_Extracted records_

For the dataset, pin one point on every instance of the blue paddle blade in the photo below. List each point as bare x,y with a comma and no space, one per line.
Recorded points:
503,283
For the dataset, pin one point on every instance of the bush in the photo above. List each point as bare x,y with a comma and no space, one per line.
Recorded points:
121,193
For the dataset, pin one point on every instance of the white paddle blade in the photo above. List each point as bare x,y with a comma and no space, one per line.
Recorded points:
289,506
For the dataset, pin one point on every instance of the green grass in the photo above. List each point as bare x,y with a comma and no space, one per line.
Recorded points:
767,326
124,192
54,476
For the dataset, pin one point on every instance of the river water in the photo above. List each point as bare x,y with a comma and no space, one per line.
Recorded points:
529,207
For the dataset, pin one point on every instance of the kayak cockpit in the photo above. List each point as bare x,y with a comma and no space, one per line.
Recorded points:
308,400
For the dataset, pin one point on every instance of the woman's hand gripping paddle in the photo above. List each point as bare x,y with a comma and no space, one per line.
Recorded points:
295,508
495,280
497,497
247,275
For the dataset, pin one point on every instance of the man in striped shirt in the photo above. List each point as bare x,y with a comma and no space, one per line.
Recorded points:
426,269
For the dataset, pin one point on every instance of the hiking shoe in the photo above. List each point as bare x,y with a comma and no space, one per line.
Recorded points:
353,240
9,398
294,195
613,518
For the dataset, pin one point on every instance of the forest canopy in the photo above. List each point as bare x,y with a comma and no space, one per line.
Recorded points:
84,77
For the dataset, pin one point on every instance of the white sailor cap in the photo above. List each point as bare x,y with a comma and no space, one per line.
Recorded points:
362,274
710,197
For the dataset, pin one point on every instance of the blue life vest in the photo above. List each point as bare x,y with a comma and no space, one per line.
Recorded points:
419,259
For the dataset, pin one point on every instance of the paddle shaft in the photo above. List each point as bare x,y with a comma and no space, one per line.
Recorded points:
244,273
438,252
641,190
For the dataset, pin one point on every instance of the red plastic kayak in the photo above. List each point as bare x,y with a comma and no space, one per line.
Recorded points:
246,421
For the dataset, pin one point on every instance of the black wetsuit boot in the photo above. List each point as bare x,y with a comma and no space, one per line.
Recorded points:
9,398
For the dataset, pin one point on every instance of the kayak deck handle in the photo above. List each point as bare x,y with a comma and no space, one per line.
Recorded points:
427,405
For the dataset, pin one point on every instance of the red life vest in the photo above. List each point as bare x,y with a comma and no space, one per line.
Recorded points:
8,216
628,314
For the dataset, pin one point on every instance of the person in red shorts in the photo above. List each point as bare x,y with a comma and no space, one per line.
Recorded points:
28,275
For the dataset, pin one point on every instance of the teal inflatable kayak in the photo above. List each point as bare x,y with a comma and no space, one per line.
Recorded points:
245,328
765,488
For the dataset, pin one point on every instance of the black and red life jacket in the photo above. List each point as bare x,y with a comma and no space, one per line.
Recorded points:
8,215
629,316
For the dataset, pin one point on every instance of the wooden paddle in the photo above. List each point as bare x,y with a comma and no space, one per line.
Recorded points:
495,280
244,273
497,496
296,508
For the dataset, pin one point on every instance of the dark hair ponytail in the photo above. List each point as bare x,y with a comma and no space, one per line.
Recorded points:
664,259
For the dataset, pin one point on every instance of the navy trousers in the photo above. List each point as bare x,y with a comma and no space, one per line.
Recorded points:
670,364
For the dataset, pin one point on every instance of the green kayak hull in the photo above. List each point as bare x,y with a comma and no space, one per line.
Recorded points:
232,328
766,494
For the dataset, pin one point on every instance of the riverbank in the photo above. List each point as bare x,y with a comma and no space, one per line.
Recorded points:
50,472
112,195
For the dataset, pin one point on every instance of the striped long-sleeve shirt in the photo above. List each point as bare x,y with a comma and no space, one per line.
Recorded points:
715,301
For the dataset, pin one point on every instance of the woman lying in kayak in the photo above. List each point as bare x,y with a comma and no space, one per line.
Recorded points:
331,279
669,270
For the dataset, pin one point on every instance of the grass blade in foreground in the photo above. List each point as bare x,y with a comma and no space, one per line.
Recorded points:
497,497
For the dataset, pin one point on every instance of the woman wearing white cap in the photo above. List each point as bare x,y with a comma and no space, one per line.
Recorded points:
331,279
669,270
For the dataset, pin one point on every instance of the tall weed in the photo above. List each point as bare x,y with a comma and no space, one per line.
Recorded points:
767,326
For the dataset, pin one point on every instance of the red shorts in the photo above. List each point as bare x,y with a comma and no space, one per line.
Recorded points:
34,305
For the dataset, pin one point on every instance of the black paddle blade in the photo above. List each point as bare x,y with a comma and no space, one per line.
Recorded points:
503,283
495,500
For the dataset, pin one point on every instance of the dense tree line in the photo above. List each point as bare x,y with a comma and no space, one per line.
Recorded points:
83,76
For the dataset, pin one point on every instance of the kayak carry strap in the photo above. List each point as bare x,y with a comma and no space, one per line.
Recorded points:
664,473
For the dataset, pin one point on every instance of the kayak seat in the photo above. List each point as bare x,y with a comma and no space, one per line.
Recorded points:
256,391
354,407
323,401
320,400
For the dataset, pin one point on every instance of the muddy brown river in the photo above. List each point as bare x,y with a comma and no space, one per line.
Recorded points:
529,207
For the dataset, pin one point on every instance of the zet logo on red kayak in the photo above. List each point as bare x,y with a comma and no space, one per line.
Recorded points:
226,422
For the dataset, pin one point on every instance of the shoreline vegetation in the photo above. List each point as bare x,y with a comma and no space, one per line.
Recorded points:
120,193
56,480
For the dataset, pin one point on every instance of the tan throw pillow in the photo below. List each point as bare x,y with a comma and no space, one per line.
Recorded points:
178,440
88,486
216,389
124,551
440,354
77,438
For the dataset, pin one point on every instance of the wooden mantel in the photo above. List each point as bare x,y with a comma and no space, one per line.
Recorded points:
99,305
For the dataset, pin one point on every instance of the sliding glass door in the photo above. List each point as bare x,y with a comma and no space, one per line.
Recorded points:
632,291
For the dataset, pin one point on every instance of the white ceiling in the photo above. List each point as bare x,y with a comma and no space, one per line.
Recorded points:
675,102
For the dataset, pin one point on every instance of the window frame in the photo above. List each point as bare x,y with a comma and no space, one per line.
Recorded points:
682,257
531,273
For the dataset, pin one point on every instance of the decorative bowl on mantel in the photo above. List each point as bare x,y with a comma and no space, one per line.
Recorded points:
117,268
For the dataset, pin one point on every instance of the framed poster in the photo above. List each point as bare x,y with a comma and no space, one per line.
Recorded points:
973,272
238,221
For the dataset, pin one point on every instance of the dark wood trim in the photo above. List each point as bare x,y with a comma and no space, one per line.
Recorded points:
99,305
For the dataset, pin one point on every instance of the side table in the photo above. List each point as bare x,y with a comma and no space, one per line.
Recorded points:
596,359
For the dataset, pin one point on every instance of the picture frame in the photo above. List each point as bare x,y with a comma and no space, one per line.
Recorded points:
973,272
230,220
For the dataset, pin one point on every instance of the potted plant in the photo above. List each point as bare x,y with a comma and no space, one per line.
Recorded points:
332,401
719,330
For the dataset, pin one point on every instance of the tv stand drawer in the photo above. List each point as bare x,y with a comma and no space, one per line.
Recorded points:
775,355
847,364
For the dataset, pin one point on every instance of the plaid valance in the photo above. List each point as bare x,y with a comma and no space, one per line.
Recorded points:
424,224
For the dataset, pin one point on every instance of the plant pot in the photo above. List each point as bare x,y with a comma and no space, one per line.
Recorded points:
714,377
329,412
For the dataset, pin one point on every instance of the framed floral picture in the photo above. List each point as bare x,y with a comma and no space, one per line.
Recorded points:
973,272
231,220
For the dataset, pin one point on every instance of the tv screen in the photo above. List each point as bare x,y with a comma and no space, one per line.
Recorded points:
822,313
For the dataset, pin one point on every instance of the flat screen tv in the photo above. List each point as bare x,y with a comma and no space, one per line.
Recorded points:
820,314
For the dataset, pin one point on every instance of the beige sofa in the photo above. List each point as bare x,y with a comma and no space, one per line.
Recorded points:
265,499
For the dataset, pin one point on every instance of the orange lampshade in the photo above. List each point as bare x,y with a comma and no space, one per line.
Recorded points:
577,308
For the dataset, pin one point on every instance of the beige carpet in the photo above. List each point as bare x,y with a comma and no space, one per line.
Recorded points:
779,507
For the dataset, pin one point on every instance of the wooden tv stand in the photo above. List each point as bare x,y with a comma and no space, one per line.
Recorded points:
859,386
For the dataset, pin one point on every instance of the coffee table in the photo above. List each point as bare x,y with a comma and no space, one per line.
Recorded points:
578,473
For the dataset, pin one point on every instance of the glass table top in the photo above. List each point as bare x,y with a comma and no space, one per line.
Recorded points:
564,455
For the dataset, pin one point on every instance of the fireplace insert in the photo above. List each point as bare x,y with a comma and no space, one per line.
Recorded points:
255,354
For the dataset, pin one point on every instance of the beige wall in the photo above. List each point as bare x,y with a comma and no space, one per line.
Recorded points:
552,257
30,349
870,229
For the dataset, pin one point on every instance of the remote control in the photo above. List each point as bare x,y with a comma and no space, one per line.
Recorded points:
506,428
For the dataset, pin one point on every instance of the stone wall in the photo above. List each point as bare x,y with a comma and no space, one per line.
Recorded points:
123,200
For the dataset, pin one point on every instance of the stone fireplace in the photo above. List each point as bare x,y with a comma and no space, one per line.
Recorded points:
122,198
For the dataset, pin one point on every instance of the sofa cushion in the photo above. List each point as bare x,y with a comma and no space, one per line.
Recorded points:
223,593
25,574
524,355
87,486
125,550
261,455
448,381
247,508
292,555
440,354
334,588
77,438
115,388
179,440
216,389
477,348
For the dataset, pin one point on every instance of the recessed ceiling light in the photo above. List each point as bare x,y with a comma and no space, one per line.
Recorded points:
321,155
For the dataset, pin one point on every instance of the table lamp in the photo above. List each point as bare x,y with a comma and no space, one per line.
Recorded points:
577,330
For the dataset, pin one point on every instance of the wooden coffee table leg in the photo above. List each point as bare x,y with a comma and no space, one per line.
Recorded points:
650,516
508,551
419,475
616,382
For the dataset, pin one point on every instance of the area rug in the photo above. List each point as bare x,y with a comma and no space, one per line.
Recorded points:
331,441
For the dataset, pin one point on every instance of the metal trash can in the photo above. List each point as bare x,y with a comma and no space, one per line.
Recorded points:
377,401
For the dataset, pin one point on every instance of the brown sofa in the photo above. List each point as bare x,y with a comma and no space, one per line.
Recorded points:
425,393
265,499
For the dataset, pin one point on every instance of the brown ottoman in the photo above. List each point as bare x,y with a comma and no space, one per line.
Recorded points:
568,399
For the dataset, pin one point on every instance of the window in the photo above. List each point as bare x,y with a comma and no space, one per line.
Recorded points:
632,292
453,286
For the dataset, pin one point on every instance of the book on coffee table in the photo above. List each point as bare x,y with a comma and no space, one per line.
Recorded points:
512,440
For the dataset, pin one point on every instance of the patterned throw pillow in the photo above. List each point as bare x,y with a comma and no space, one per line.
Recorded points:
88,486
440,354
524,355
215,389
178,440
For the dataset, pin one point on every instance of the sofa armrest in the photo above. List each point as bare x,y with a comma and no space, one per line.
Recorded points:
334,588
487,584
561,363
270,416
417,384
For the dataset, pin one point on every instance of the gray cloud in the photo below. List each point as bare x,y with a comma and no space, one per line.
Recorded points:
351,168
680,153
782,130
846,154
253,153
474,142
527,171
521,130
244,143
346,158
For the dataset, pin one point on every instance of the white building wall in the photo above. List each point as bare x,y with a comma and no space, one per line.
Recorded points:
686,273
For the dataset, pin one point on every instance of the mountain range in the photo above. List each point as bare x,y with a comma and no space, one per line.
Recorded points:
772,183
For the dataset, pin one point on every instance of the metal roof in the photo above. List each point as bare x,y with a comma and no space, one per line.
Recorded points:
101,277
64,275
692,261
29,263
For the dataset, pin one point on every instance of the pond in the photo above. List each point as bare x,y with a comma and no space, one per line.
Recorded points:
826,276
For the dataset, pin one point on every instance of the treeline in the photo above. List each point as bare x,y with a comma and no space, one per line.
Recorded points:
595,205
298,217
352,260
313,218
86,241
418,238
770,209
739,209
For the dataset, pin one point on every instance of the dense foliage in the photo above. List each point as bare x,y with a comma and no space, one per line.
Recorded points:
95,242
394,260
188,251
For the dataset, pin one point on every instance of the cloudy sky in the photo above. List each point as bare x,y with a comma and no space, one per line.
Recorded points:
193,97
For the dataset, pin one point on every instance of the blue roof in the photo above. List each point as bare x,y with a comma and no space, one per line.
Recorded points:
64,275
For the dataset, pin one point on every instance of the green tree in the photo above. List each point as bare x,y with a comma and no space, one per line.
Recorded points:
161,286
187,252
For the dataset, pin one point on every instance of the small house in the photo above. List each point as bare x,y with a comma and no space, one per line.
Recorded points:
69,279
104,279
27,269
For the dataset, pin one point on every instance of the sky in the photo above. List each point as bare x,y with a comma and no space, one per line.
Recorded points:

_Exercise description_
Write out the lines above, starting at the line that contains "the metal roof" and ending with the final line, and nothing else; copy them exactly.

_In response_
For the dataset, pin one point on every instance of the metal roof in the photo above. List each point as bare x,y with a comma and no space, one per line.
Recorded points:
101,277
64,275
692,261
29,263
For the dataset, pin one point on every instance of the pond in the photo above. List each point as bare x,y with a comma and no space, one per line.
Recorded points:
826,276
For the dataset, pin one point on every instance of the treeline in the photo above. List each point as bare x,y with a comma and no space, one per line.
Recorded points:
595,205
298,217
352,260
313,218
86,241
418,238
770,209
739,209
For the dataset, pin one point on every instance of the dense foliage in the photo above. List each point as bare x,y with a comma and no space, one per line.
Recorded points:
95,242
394,260
188,251
For the dataset, pin one point on every instance of the cloudy sky in the photo above. List each point as bare x,y with a comma and no space, one per line.
Recorded points:
193,97
For the dataset, pin one point on every instance of the blue roof in the photo above. List each point as bare x,y with a comma and no space, one per line.
Recorded points:
64,275
For the dataset, pin one point on every instance of the green tree in the photo above. List each point as bare x,y with a comma and no space, one per line.
Recorded points:
161,286
187,252
For the dataset, pin one point on every instance of the small house in the photo above. List each point as bare x,y with a comma and no space, one per line.
Recorded points:
69,279
104,279
27,269
For the dataset, pin one point on every instance of the sky in the photo above. List each point as bare x,y with a comma and no space, one per line.
Recorded points:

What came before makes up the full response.